_What you have to do_: How many lines in the rows below contain the string "stem"? Reply with the number alone.

_Available records_:
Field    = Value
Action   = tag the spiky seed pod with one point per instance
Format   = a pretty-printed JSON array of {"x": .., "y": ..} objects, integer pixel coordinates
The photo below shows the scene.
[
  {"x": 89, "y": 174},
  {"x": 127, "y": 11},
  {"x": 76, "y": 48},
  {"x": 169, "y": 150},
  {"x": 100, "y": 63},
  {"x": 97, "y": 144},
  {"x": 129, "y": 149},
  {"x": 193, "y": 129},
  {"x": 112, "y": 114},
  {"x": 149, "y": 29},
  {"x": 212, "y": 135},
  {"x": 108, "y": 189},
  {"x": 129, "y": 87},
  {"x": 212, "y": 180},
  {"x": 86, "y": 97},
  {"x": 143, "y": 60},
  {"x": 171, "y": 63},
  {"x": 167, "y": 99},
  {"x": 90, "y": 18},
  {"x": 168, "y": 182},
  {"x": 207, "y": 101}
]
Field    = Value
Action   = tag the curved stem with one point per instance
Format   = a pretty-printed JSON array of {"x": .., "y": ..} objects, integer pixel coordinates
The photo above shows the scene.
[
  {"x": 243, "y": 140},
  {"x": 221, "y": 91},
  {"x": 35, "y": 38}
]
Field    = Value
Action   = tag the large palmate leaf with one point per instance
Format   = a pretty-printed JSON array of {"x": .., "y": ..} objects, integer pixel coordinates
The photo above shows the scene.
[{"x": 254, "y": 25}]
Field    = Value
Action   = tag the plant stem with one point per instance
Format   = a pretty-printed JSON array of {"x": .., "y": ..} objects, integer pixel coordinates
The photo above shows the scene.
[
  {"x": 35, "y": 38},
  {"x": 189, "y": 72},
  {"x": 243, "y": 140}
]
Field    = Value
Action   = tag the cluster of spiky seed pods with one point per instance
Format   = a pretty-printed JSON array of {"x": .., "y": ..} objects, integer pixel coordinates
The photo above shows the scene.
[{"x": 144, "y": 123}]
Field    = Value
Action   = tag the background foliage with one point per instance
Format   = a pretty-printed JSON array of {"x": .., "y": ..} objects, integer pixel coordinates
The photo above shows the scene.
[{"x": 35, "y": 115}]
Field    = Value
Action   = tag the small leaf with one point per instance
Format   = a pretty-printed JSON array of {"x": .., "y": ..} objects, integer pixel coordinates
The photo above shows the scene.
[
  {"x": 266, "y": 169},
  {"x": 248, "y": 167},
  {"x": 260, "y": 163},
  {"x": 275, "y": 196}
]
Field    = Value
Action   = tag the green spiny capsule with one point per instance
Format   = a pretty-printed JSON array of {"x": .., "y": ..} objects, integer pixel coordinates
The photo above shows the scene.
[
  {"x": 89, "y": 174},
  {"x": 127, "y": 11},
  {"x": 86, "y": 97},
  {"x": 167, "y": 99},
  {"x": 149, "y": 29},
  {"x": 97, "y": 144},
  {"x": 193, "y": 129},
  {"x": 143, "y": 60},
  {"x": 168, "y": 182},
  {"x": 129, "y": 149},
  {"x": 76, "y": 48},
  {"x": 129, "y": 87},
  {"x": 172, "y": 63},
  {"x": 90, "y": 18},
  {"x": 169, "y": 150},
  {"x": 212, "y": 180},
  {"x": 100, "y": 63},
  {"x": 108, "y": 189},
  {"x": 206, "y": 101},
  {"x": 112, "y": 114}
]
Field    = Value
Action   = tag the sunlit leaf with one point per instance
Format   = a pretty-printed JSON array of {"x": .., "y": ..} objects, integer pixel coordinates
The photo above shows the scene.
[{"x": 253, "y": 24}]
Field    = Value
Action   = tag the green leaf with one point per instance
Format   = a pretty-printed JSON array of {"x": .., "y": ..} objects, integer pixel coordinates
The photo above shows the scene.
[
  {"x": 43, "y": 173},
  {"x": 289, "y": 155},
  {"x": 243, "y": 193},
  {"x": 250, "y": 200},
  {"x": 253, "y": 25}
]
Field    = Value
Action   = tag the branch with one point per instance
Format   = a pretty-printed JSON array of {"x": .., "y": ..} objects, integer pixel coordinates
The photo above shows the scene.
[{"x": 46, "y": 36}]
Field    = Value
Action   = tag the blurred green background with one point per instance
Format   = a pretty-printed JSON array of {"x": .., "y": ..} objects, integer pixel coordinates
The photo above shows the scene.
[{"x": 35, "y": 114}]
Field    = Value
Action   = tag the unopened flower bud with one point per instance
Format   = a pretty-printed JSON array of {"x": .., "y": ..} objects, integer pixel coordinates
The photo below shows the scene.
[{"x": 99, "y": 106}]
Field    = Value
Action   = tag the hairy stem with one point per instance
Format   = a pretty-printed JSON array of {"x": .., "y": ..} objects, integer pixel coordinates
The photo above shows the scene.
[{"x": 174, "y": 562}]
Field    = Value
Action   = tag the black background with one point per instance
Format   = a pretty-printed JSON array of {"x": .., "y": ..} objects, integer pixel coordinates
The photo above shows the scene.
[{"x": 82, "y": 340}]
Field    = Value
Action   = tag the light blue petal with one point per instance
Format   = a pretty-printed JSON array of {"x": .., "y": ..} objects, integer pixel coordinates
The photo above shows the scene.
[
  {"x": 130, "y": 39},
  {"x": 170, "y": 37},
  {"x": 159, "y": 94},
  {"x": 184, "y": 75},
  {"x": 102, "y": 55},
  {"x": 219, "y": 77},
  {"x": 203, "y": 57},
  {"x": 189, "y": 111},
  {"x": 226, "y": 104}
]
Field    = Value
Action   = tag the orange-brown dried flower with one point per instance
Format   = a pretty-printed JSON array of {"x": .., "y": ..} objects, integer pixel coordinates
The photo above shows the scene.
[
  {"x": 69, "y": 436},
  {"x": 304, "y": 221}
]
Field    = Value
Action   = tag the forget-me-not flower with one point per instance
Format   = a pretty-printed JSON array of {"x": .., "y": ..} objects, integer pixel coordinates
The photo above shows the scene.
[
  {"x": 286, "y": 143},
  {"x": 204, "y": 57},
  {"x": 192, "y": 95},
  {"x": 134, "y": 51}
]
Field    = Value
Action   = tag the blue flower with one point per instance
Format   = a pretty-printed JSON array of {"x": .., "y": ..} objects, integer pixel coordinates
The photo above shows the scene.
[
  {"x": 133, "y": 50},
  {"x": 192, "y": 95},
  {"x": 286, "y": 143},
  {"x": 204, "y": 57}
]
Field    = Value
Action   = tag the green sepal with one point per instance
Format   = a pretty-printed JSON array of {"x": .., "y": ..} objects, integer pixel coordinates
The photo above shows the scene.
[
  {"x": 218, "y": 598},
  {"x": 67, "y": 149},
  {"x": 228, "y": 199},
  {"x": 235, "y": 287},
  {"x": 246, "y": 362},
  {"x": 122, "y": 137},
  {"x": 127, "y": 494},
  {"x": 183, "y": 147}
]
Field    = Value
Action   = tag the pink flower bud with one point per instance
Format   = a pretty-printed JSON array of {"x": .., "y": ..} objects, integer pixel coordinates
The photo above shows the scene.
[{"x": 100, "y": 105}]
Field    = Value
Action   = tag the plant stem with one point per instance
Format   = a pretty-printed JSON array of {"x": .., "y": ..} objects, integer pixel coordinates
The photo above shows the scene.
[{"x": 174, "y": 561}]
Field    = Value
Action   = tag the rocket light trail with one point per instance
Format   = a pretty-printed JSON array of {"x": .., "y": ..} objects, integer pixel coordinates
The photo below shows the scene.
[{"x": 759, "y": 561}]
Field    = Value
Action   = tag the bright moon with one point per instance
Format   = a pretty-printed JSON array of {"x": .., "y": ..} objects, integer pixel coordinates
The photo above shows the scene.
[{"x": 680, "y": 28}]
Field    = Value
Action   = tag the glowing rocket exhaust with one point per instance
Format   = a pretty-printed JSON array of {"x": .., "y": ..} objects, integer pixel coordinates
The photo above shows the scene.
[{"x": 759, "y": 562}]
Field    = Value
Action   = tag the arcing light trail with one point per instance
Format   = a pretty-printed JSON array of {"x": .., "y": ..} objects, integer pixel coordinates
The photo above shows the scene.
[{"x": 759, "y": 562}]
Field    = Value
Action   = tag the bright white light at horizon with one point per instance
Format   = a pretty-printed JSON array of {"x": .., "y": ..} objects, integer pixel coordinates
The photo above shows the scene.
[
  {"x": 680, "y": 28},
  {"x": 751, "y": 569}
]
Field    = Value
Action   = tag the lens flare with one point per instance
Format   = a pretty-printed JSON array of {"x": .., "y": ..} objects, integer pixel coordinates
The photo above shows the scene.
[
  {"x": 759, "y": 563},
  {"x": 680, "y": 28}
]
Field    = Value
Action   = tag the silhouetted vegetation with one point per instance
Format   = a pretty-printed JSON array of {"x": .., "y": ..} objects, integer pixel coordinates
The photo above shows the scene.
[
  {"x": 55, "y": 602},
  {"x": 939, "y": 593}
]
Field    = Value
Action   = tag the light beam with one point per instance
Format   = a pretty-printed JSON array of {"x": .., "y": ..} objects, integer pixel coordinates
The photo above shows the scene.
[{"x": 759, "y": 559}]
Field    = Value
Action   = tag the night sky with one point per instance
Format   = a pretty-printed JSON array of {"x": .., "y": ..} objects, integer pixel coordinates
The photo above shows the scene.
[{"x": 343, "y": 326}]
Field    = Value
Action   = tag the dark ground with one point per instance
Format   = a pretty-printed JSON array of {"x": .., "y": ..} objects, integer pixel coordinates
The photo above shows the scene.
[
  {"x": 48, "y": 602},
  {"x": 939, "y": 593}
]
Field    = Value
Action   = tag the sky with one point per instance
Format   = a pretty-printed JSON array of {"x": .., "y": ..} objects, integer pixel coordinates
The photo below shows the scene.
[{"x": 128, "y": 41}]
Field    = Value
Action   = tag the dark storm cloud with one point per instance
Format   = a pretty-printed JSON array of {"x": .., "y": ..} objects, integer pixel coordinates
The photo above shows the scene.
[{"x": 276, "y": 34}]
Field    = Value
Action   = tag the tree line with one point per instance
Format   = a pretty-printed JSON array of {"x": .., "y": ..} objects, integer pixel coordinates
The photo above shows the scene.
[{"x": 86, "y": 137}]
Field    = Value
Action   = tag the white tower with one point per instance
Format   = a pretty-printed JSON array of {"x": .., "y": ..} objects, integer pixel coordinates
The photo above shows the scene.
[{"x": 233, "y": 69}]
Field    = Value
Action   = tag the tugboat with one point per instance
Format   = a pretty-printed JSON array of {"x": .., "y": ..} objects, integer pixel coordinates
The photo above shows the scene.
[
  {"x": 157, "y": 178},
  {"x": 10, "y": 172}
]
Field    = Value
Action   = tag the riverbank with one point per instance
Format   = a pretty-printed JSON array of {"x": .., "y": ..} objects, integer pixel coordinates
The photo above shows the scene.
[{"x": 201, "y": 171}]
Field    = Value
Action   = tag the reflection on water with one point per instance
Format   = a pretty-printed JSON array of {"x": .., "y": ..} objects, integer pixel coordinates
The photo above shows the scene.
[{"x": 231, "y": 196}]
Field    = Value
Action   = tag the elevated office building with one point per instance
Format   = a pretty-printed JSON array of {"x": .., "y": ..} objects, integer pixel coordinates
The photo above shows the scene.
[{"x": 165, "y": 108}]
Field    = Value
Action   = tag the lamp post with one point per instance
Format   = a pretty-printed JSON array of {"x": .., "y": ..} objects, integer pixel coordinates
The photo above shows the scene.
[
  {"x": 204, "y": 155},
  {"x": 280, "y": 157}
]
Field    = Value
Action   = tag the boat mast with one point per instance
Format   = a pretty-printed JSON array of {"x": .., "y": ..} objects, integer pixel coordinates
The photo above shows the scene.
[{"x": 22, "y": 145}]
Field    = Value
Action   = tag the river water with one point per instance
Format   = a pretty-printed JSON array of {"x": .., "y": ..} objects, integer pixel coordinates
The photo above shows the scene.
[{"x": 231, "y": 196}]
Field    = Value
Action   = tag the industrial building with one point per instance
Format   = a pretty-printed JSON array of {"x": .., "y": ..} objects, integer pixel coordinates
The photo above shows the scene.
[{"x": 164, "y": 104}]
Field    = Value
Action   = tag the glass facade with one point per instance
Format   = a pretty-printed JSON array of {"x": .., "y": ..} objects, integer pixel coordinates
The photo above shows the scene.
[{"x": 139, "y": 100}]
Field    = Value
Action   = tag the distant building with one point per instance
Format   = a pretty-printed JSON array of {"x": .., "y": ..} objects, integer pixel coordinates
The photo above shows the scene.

_Result_: 4